# PROVIDED PASSAGE:
Abel's theorem proves that no exact root finder is possible. It has nothing to do with numeric root finders, except for making them a little more interesting for practical applications.
What I mean is, even if exact root algorithm were possible, numeric root finders would still be useful. For many problems where an exact solution does exist, a numeric solution is more useful. An good example would be Gaussian elimination (for solving systems of linear equations).
Gaussian elimination gives an exact solution. If you try to use it in practice, with coefficients given as floating numbers, you realize that for many matrices the rounding errors kill the precision of the result. A common cure for this is to run a few iterations of a numeric approximation method on the output of the Gaussian elimination, which improves the precision.
Now, back to root finders. An exact solution is not possible for polynomials of degree higher than 5. It is possible for polynomials of degrees 1, 2, 3, and 4. However, the formulas for degree 4 get rather long. So long a numeric method would quite possibly be more accurate. It would not write the roots out in radicals, but the floating point representation (that's what you want anyways, right?) would be more precise.
The point of this essay - when you need numeric results, numeric methods are often more useful than precise formulas, even where precise formulas exist. If Abel's theorem were wrong, you'd probably still use numeric root finders in most practical cases.
The problem is that it is not "mathematics," in the sense that he doesn't write a logical sequence of formally specified lemmas, proofs or conclusions. It is not clear what the author is doing, so it is also not possible to pinpoint exactly where the errors are.

# ENTRIES SHOWN:

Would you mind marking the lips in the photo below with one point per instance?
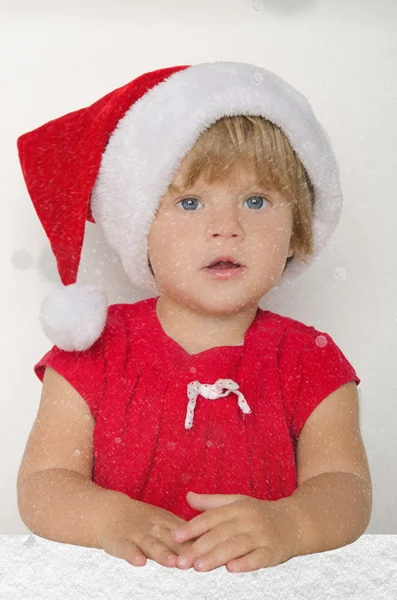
(224, 261)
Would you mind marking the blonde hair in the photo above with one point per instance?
(262, 145)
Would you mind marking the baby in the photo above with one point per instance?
(214, 183)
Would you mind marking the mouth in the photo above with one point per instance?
(224, 263)
(228, 272)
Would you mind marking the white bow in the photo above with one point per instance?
(211, 392)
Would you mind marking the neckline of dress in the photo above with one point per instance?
(170, 341)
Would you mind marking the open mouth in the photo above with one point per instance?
(224, 265)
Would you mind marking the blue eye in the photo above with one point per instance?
(190, 199)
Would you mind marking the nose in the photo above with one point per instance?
(225, 221)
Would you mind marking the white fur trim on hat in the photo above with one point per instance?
(149, 142)
(74, 316)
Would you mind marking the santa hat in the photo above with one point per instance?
(111, 162)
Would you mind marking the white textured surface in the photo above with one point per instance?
(34, 567)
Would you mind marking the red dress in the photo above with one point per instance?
(223, 421)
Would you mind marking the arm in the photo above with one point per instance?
(332, 505)
(328, 511)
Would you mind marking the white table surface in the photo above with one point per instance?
(32, 567)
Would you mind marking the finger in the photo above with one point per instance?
(208, 542)
(158, 551)
(257, 559)
(227, 552)
(200, 525)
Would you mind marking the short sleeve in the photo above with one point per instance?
(322, 369)
(84, 370)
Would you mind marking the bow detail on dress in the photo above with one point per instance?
(212, 392)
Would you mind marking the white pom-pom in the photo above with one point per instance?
(74, 316)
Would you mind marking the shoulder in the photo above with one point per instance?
(292, 334)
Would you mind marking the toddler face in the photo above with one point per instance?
(235, 217)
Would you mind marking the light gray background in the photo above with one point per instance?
(58, 57)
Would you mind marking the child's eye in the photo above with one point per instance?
(256, 203)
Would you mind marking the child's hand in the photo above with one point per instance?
(136, 531)
(232, 526)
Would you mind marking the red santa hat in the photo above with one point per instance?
(111, 162)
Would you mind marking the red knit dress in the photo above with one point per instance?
(223, 421)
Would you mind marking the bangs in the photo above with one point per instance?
(252, 142)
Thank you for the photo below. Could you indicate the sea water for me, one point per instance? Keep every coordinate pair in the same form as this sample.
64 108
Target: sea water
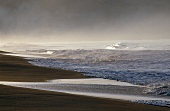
137 62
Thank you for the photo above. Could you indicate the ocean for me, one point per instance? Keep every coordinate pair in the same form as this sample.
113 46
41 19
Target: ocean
138 62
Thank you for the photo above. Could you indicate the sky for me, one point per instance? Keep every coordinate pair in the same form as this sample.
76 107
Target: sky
83 20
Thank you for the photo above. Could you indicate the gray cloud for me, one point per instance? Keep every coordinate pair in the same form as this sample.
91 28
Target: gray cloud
61 20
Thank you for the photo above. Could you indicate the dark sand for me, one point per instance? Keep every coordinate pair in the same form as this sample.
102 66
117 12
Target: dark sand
20 99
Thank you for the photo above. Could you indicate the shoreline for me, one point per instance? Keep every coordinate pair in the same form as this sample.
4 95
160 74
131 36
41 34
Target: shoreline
53 76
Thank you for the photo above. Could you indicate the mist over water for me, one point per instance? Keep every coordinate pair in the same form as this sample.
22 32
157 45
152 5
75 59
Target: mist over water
44 21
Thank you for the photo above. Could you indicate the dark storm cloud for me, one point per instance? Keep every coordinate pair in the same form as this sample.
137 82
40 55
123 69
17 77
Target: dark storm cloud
112 19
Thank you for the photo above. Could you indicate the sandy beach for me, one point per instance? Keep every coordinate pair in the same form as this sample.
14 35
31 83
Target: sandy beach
16 71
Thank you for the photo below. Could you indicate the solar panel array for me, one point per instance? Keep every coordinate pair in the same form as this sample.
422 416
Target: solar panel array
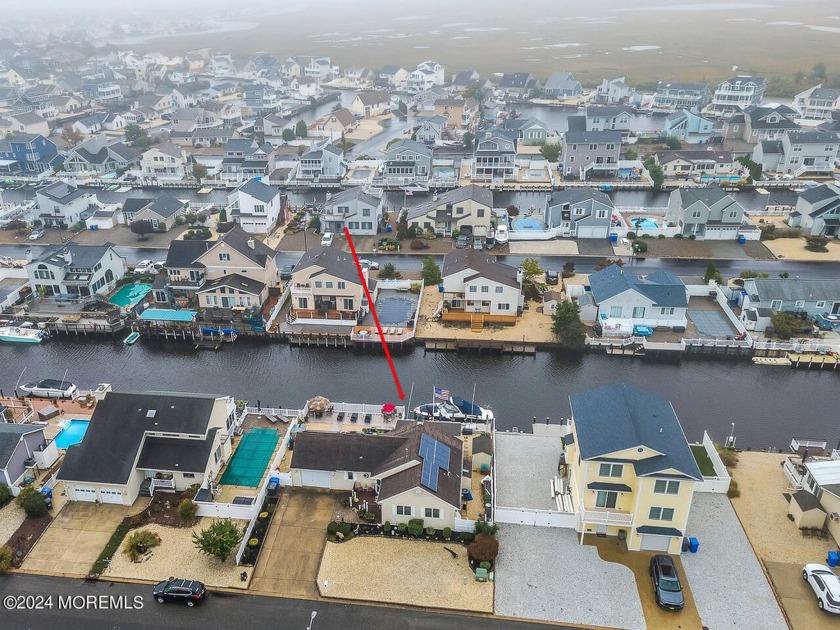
435 457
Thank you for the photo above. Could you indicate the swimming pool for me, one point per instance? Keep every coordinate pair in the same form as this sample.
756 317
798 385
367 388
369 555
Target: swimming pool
130 294
527 223
72 433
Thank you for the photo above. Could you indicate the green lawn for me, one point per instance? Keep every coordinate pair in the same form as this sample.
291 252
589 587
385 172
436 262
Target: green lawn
703 460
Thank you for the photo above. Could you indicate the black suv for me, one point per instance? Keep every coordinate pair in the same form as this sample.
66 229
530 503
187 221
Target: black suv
189 592
666 583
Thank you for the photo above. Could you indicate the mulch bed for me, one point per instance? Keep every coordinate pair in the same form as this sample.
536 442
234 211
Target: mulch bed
27 535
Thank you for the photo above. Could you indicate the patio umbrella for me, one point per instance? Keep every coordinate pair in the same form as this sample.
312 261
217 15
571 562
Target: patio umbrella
319 404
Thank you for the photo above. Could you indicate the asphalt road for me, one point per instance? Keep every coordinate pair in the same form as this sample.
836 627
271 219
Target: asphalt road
76 605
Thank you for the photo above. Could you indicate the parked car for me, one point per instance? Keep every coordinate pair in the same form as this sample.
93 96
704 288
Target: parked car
826 586
189 592
667 589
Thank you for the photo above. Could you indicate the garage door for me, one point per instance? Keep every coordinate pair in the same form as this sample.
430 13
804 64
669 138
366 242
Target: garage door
110 496
652 542
315 478
85 494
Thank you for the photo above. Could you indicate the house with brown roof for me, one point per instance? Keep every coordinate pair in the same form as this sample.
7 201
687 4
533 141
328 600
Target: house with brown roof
414 471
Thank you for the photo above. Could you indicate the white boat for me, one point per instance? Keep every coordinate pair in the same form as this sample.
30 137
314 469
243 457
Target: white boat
22 333
50 388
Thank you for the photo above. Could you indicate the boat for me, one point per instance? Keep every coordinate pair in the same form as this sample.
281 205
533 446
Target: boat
16 332
50 388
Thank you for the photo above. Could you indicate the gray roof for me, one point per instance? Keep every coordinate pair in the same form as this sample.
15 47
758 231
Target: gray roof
663 288
483 265
10 435
620 416
260 191
117 428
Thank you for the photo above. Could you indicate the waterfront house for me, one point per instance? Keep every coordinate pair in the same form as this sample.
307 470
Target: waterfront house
580 213
326 289
798 153
625 300
162 212
676 95
705 213
631 472
23 447
468 209
414 471
562 85
80 270
737 94
590 153
810 298
479 289
140 443
256 207
688 127
355 209
817 211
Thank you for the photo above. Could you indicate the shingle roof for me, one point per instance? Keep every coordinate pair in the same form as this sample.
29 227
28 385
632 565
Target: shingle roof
620 416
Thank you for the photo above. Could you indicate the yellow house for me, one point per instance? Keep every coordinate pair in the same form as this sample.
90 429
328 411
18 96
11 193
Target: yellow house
629 468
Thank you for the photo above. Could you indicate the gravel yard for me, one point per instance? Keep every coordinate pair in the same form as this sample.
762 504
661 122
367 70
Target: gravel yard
402 572
176 555
729 586
11 517
543 573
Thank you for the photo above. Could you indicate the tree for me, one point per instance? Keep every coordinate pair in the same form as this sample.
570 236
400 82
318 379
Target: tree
566 325
431 271
551 152
712 273
785 325
142 227
468 139
218 540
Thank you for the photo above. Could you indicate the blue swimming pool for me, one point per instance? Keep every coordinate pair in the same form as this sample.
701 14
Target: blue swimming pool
72 433
527 223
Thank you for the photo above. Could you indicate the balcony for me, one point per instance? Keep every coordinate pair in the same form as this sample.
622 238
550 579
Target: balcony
606 516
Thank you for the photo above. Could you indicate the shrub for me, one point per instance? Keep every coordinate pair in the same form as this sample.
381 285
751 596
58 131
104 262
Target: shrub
187 511
139 543
32 502
484 547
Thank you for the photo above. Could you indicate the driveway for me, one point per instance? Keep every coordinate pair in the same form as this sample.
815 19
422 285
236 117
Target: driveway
729 586
544 573
291 552
77 536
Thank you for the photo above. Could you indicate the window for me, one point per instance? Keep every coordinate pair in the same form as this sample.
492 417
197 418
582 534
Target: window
666 486
661 514
611 470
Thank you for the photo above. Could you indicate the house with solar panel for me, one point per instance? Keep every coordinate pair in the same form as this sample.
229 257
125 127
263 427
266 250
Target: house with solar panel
411 472
630 470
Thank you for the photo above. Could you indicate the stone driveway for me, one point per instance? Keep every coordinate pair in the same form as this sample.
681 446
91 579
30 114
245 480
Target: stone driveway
291 552
544 573
76 537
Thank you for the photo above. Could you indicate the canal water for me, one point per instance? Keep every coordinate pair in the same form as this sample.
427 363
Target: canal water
768 405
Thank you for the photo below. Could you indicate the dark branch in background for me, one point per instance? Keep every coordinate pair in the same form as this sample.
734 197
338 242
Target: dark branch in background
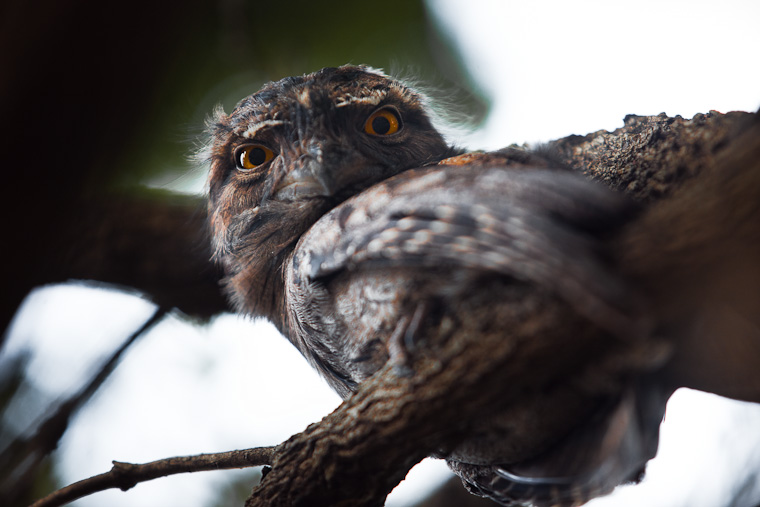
126 475
22 457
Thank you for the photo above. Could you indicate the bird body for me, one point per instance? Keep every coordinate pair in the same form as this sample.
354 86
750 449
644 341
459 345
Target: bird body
340 214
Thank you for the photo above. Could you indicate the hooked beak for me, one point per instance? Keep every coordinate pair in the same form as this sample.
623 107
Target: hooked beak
303 182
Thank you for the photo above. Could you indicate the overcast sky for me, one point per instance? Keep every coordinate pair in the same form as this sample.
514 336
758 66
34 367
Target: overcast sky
551 69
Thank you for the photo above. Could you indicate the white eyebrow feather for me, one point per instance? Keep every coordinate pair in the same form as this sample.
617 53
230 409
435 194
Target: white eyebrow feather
253 129
373 99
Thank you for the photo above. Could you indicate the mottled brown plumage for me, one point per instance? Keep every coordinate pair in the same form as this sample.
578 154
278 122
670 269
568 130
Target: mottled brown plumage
340 214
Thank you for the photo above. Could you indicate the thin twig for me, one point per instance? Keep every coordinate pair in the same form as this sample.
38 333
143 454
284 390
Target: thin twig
24 455
126 475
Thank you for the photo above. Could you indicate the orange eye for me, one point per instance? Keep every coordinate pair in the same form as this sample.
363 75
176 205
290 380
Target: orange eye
252 156
382 122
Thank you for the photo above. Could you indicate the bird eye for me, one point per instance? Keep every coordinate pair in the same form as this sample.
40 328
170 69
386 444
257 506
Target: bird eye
383 122
252 156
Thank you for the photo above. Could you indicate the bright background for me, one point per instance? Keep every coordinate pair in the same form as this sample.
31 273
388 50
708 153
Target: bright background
546 69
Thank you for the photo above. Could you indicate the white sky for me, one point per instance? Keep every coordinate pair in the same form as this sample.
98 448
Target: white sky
550 72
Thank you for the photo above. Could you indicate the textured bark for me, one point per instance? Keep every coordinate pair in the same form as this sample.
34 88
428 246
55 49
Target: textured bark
358 453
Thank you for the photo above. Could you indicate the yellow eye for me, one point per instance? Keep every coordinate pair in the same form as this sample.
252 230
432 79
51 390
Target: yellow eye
252 156
382 122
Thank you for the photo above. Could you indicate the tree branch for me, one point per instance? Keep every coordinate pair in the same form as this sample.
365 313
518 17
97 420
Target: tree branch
126 475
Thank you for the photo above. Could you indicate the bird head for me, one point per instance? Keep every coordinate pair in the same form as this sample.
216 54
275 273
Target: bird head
294 150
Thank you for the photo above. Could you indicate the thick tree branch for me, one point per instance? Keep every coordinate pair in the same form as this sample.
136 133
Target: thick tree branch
126 475
357 454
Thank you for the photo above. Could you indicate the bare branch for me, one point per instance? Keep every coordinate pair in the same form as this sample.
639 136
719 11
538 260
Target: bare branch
126 475
24 455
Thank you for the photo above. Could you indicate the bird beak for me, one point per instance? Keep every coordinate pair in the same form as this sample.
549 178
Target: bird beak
303 183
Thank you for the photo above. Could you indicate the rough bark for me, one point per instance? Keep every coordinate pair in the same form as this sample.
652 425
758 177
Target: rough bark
357 454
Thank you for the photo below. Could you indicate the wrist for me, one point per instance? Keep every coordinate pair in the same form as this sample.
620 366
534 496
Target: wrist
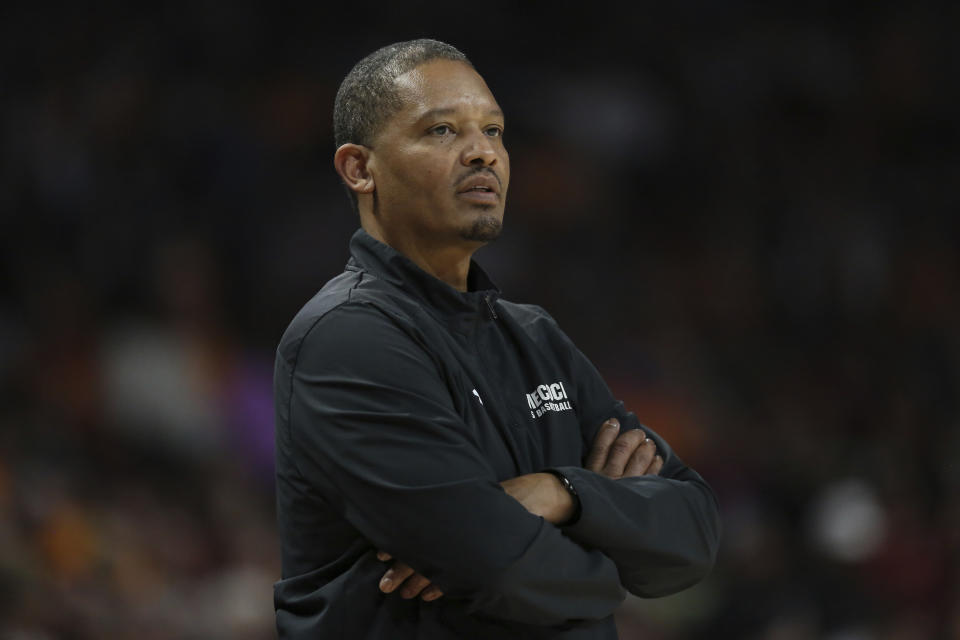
568 502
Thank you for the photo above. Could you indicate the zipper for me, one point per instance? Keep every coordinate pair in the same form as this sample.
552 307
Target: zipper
493 312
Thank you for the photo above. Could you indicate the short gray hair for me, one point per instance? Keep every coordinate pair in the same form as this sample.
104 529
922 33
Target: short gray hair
368 96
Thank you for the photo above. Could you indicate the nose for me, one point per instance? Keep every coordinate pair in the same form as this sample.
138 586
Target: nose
479 151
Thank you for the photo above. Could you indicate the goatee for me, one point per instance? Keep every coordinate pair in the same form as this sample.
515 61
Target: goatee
483 229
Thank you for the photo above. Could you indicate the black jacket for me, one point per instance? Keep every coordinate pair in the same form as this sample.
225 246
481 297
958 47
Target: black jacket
400 405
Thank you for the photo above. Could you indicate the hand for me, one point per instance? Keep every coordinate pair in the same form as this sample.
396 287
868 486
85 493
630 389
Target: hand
542 495
410 583
623 455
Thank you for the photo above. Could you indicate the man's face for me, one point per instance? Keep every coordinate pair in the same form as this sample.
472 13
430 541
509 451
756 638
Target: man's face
439 165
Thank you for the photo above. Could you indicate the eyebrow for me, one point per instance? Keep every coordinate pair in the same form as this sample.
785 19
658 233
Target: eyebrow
436 113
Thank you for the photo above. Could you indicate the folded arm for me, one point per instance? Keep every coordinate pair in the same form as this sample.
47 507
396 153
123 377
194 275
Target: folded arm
662 530
372 427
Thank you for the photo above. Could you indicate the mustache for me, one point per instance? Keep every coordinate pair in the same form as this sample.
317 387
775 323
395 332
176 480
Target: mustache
478 170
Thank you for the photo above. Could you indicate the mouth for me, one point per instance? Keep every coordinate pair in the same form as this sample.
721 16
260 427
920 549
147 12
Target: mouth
483 188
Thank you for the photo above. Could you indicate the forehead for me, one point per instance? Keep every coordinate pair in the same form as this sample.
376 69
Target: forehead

# JOBS:
1. In the passage on numeric root finders, which polynomial degrees does it say have an exact solution? List them all.
2. Please retype the part of the passage on numeric root finders that opens with the words containing "Gaussian elimination gives" and closes with "improves the precision.".
3. Continue the passage on numeric root finders, starting after its last sentence.

# TASK RESULTS:
1. 1, 2, 3, and 4

2.
Gaussian elimination gives an exact solution. If you try to use it in practice, with coefficients given as floating numbers, you realize that for many matrices the rounding errors kill the precision of the result. A common cure for this is to run a few iterations of a numeric approximation method on the output of the Gaussian elimination, which improves the precision.

3.
Han-Wen Nienhuys -- LilyPond
I already made a long post explaining the article (if you are really curious look at my recent posts) but I needed to point out here that you forgot radicals in your descriptiong. Even the quadratic isn't solveable in terms of finite additions subtractions, multiplications. Abel's theorem says that you can't solve the general polynomial of degree five or higher using addition, multiplication and taking nth-roots.
Personally, I am entierly unimpressed with this paper. The numerical method involved looks horridly inefficent (newton's method is probably pragmatically more interesting) and the math itself seems pretty uninspired.
If you liked this thought maybe you would find my blog nice too:
Hmm...I don't have a source but I'm pretty sure you are incorrect. Sure *fixed width* floating point solutions won't work but this is hardly enough to show there is no general numeric solution.
I'm pretty sure there is a general numerical solution doing something fairly simple (a little better than newton's method). Of course it is entierly inefficent and practically useless.
If you liked this thought maybe you would find my blog nice too:
Proofs cannot be contradicted that's the point. That's why it's called a proof.
The method presented in the paper looks a lot like James Cockle and Robert Harley's differential resolvent, which was new in 1862. This page gives an overview of some of the known methods for solving quintic and higher degree equations. Apparently, about twenty years ago Hiroshi Umemura found a general analytical solution for a polynomial equation of arbitrarily high degree involving Siegel modular forms, which are generalizations of the elliptic modular functions Charles Hermite used in 1858 as a solution to the quintic. Note: these don't violate Abel's Impossibility Theorem as they are not solutions in radicals.
Qu'on me donne six lignes écrites de la main du plus honnête homme, j'y trouverai de quoi le faire pendre.
Being a "young student", he certainly deserves honorable mention for his discovery. Unfortunately though, I don't think that it is new math. I think it is the well-known "Lagrange Inversion Formula" in disguise. See http://encyclopedia.thefreedictionary.com/Lagrange %20inversion%20theorem
Set "z" there to s. Set "w" there to x. Set "f(w)" = - (a_n x^n + ... + a_1 x). So "w = g(z)" is then x = g(s). I believe that the "a" there (the initial estimate for "w") would be -a_{n-1} / n a_n. Give it a try.